:: GIVEN PASSAGE
Mendelssohn, Felix (1809–1847)

Portrait of Mozart, aged 13, in Verona, 1770, attributed to Giambettino Cignaroli

Figure 1. Felix Mendelssohn painted by Gustav Zerner.


Leipzig Conservatory of Music

Figure 2. Leipzig Conservatory of Music, founded by Mendelssohn in 1843.


An annotated drawing made by Mendelssohn during his 1829 tour of Scotland

Figure 3. An annotated drawing made by Mendelssohn during his 1829 tour of Scotland.


Felix Mendelssohn was a German composer, pianist, organist, and conductor of the early Romantic period. He was born into a wealthy and cultured Jewish family. His grandfather Moses was a liberal philosopher, and his father, Abraham, a prominent banker who fled from Hamburg (where Felix and his sister Fanny were born) to Berlin, to escape Napoleon's marauding troops.

 

The Mendelssohn family enjoyed a privileged middle-class existence in Berlin, where the children (two girls and two boys) were baptized as Christians, and their father became a town councillor. At the family home, the young Felix encountered many well-known philosophers, actors, artists, writers, and musicians, and showed precocious talent in music, drawing, and poetry.
::::
:: MATERIAL SHOWN
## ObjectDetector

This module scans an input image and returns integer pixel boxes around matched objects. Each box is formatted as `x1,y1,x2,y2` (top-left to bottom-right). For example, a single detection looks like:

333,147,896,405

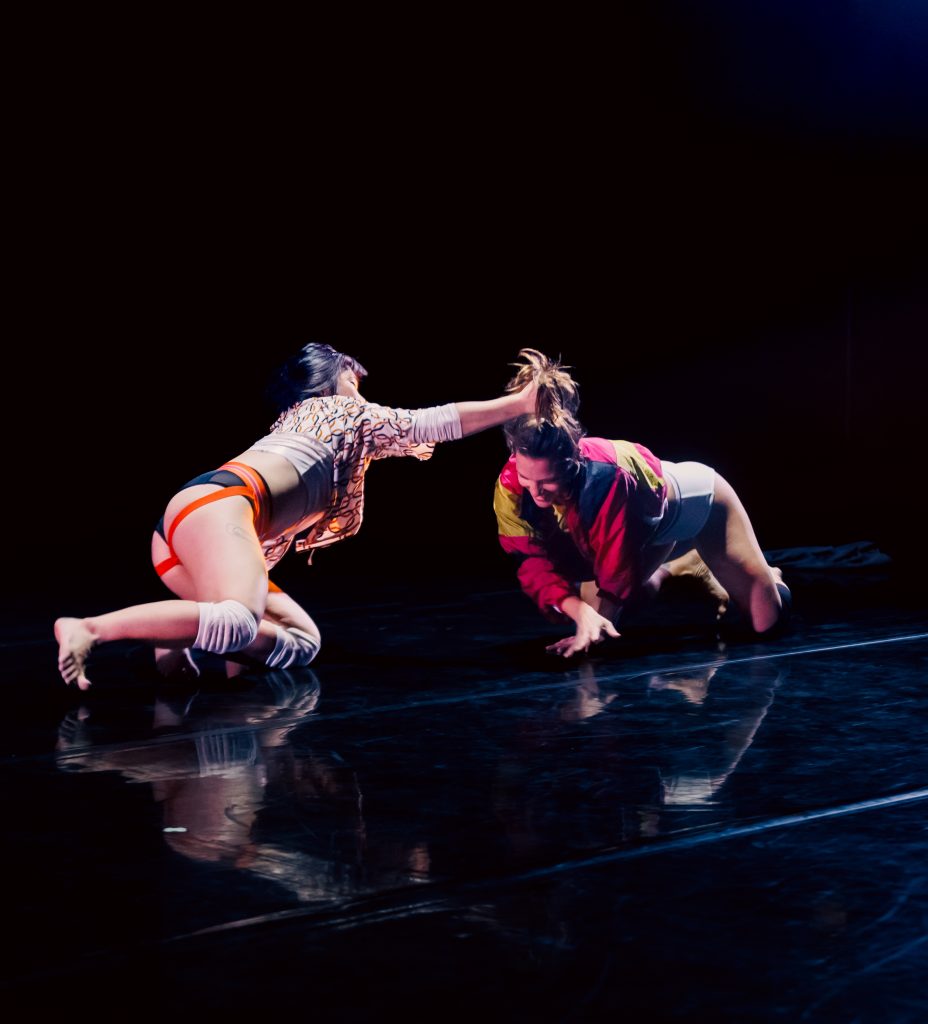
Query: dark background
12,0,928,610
::::
:: MATERIAL SHOWN
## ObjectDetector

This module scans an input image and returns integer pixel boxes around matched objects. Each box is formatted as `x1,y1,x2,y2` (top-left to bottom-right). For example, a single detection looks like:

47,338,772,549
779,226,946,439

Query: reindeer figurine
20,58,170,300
::::
:: MATERIAL SHOWN
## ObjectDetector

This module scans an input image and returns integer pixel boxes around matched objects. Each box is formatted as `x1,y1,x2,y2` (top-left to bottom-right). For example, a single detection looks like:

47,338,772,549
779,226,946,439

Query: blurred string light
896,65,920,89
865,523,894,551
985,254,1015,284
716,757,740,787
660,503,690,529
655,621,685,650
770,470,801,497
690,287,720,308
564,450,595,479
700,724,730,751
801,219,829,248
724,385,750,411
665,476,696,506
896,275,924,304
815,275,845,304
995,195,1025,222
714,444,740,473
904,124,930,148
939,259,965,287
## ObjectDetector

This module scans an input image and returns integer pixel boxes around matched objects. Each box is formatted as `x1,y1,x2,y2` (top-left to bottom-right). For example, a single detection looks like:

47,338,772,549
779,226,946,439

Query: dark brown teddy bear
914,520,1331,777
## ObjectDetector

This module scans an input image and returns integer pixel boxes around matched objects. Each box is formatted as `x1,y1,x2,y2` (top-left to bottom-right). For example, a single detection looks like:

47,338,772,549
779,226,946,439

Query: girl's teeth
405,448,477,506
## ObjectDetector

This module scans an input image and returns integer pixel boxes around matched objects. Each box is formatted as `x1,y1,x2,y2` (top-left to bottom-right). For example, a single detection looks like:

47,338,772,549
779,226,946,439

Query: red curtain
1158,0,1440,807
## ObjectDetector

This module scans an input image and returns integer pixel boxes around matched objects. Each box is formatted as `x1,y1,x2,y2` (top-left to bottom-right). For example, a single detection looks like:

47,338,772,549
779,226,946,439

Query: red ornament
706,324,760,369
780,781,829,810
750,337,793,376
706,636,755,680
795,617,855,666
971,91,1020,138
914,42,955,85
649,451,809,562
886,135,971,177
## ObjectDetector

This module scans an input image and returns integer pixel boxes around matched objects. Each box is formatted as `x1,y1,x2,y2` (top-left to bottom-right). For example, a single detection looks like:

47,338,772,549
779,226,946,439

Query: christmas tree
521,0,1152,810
::::
> PROBLEM DESCRIPTION: Extend the text about Felix Mendelssohn, picking up after its last sentence.

> EXERCISE ANSWER:
 

By the age of 13 he was already an accomplished composer, and in 1821 he was introduced by his teacher Karl Zelter to Goethe. A strong friendship based on shared interests developed between the literary giant (then aged 70) and the talented boy. Mendelssohn dedicated his Third Piano Quartet to Goethe, who greatly appreciated the young man's frequent visits to his home in Weimar.

 


Musical impressions

Mendelssohn traveled a great deal as a young man, visiting Switzerland, Italy, and Britain. He responded passionately both to literature and to impressions of people and landscapes encountered on his travels, both of which influenced his essays in the Classical musical forms of his day – symphony, overture, concerto, sonata, and quartet.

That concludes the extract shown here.